Saved entries:
========
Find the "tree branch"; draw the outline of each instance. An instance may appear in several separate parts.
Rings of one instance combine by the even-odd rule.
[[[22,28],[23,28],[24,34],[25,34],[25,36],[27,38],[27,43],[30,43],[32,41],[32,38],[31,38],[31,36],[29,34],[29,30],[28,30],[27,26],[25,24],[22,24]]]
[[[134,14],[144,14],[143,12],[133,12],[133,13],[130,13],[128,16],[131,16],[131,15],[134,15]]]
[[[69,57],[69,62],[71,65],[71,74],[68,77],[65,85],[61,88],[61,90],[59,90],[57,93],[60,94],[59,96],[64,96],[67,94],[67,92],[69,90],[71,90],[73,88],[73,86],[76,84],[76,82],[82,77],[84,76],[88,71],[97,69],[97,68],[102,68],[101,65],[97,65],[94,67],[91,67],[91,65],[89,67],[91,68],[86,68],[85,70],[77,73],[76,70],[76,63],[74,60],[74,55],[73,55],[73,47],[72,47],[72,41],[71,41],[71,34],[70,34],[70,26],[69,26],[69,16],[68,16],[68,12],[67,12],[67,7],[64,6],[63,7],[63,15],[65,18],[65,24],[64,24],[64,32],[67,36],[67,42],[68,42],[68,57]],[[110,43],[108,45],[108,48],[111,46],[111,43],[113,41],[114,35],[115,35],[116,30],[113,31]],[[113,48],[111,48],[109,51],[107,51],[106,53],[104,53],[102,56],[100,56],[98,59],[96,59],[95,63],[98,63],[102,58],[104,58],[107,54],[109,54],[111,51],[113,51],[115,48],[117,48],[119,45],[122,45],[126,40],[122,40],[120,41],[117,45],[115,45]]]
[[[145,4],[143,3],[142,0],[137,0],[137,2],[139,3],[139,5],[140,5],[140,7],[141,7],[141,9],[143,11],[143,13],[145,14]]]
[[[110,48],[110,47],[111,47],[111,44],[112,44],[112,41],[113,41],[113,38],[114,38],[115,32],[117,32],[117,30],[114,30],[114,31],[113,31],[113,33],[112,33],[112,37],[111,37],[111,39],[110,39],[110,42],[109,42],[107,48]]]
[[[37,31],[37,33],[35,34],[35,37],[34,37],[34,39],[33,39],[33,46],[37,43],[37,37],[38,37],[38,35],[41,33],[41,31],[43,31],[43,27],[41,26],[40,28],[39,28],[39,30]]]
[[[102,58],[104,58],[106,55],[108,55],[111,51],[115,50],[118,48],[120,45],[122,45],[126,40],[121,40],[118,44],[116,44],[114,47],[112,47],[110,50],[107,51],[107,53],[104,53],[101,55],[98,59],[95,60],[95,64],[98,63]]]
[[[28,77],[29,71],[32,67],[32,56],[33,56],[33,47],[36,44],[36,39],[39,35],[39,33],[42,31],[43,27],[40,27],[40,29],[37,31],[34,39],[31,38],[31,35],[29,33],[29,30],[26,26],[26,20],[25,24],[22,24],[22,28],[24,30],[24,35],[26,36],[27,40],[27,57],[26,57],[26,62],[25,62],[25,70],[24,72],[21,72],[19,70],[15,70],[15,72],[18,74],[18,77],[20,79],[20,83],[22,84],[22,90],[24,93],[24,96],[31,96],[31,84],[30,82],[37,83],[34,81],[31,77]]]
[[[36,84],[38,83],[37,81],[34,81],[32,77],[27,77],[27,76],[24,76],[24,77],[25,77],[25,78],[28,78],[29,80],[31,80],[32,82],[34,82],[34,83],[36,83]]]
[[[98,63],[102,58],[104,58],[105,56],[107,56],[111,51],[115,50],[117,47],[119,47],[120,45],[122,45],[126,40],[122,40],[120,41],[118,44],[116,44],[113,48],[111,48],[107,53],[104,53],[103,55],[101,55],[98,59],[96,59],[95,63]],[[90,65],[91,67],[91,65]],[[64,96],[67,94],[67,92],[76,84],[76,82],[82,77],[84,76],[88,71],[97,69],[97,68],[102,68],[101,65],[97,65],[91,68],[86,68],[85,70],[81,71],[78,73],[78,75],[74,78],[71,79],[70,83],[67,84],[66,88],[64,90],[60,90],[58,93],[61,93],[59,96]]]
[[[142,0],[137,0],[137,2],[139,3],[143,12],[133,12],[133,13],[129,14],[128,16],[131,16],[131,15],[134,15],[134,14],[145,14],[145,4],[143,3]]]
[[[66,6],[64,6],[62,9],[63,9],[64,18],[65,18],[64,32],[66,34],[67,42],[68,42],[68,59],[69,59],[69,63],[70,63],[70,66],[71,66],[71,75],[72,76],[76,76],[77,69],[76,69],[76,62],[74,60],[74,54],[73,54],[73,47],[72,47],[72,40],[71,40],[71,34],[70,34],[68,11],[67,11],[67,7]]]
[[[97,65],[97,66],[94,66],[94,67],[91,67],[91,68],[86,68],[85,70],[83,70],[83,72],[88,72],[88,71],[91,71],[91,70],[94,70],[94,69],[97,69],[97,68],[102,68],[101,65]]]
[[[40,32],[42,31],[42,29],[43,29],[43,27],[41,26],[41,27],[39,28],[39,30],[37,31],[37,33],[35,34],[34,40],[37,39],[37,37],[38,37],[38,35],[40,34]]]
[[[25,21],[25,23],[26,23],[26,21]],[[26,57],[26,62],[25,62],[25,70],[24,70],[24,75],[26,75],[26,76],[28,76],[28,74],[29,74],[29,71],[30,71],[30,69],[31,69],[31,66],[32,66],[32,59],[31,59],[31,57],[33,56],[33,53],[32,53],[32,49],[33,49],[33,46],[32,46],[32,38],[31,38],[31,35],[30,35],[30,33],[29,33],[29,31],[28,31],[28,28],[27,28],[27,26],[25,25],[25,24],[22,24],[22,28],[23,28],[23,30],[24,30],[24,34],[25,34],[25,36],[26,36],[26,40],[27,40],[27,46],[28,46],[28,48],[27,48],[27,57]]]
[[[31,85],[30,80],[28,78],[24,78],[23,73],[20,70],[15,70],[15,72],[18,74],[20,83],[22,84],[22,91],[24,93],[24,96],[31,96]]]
========
### TASK REQUIREMENTS
Each line of the records above that holds the word "instance" should be counted, and only the final number stated.

### RESULT FOR THIS TASK
2